++++ KUTIPAN TEKS ++++
Catatan Penting Siyasah Institute tentang Konsep Negara Bangsa

Mediaumat.id – Mengomentari hukum seputar kewajiban khilafah di era kekinian yang sering dibenturkan dengan keberadaan nation-state (negara bangsa) dikarenakan hari ini kaum Muslim hidup di negara yang terpisah dan mandiri berdasarkan suku bangsa juga bahasa mereka, Direktur Siyasah Institute Iwan Januar memberikan beberapa catatan penting tentang konsep negara bangsa ini.

“Ada beberapa catatan yang penting diperhatikan mengenai nation-state atau negara bangsa ditinjau dari fakta dan sejarah serta bila dinilai dari ajaran Islam,” ujarnya kepada Mediaumat.id, Selasa (7/2/2023).

Iwan melihat, upaya untuk mengimplementasikan hukum khilafah yang telah disepakati ulama ahlus sunnah wal jama’ah ini, dianggap problematik karena berhadapan vis a vis dengan kaum Muslim yang telah memiliki negara bangsa, dengan pemerintahan yang mandiri. Sebab itu, sebagian orang memandang implementasi hukum kewajiban khilafah adalah bermasalah dan sudah usang, tidak relevan dengan kondisi kekinian.

Namun, Iwan mempertanyakan, benarkah konsep negara bangsa tidak problematik sebagaimana klaim orang terhadap khilafah. Ataukah jangan-jangan sebenarnya nation-state itu katastropik dibandingkan khilafah. Sebab menurutnya ada beberapa catatan penting tentang negara bangsa ditinjau dari fakta sejarah serta dinilai dari ajaran Islam.

Pertama, dalam sejarahnya negara bangsa lebih sering memicu konflik primordial dengan korban jiwa yang besar.

Iwan melihat, paham negara bangsa bisa jadi monster mengerikan yaitu chauvinisme yang menjadi bahan bakar imperialisme. Contoh nyata adalah Perang Dunia I dan II. Obsesi dan ambisi Hitler dengan ras Arya untuk menguasai Eropa, dan Jepang dengan ras Yamato yang ingin menguasai Asia.
++++ CUPLIKAN DATA ++++
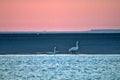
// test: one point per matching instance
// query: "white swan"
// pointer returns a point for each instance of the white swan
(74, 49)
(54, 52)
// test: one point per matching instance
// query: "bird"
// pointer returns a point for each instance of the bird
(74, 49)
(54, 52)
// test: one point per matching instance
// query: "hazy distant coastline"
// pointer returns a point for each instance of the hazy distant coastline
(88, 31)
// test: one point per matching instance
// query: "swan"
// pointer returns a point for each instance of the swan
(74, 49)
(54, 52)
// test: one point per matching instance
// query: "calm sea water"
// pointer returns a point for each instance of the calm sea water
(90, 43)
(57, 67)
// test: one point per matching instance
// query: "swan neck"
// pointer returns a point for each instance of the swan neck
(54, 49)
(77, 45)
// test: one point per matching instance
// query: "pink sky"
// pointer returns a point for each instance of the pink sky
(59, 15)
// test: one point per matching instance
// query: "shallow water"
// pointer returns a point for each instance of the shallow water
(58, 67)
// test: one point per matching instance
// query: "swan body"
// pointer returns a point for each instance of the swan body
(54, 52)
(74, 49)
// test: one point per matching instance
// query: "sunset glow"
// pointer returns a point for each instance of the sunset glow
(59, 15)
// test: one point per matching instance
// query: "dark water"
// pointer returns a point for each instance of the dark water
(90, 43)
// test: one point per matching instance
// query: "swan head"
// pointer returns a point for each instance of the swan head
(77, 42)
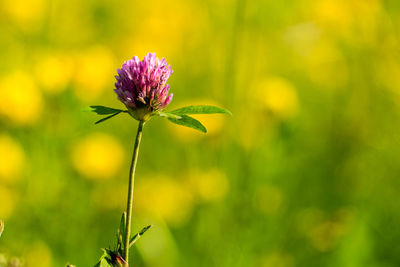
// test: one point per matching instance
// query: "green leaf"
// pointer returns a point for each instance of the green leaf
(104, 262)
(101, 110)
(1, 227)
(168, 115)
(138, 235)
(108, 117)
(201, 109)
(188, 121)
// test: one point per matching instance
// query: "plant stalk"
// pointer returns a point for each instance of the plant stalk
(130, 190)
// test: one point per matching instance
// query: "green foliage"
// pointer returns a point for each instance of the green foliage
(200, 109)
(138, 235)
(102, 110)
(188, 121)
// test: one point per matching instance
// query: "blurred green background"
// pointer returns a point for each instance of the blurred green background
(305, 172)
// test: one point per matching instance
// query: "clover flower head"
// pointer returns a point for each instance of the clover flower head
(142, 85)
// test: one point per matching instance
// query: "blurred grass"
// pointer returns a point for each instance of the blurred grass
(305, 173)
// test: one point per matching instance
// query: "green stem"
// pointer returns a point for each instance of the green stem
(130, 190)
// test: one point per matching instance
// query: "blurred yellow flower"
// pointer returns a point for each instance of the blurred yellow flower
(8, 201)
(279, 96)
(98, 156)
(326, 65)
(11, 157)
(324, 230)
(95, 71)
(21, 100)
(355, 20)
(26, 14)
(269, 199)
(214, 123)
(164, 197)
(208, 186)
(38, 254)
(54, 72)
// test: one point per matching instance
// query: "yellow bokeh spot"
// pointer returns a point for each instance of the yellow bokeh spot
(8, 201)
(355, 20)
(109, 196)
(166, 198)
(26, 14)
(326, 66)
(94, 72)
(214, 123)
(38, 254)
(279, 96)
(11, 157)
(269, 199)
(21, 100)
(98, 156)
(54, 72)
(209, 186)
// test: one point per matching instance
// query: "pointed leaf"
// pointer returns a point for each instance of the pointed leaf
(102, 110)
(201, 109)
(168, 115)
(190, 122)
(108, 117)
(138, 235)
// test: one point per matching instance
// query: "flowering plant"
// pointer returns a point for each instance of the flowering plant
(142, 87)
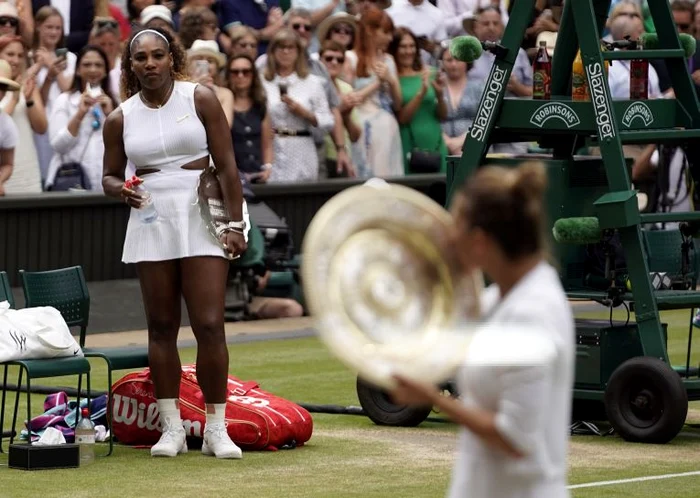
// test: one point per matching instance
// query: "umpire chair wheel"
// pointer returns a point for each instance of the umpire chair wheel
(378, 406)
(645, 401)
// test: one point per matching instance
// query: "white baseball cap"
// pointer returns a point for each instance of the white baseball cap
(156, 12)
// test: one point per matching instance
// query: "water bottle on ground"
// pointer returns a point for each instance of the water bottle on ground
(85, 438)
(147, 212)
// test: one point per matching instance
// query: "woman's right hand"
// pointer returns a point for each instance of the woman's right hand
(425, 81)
++++
▶ KUMPULAN TUGAS
1. Tentukan apakah setiap pernyataan berikut sesuai dengan artikel tentang negara bangsa di atas. Jawab ya atau tidak, lalu kutip persis kata-kata artikel yang menjadi penentunya. (a) Iwan Januar menjabat sebagai Direktur Siyasah Institute. (b) Iwan menyampaikan catatannya kepada Mediaumat.id pada hari Rabu. (c) Menurut Iwan, Perang Dunia I dan II adalah contoh nyata chauvinisme yang menjadi bahan bakar imperialisme.
2. Tolong salin persis bagian artikel tentang negara bangsa di atas, mulai dari "Pertama, dalam sejarahnya" sampai "ingin menguasai Asia.".

▶ JAWABAN BERURUTAN
1.
(a) Ya: "Direktur Siyasah Institute Iwan Januar"
(b) Tidak: "ujarnya kepada Mediaumat.id, Selasa (7/2/2023)"
(c) Ya: "Contoh nyata adalah Perang Dunia I dan II."

2.
Pertama, dalam sejarahnya negara bangsa lebih sering memicu konflik primordial dengan korban jiwa yang besar.

Iwan melihat, paham negara bangsa bisa jadi monster mengerikan yaitu chauvinisme yang menjadi bahan bakar imperialisme. Contoh nyata adalah Perang Dunia I dan II. Obsesi dan ambisi Hitler dengan ras Arya untuk menguasai Eropa, dan Jepang dengan ras Yamato yang ingin menguasai Asia.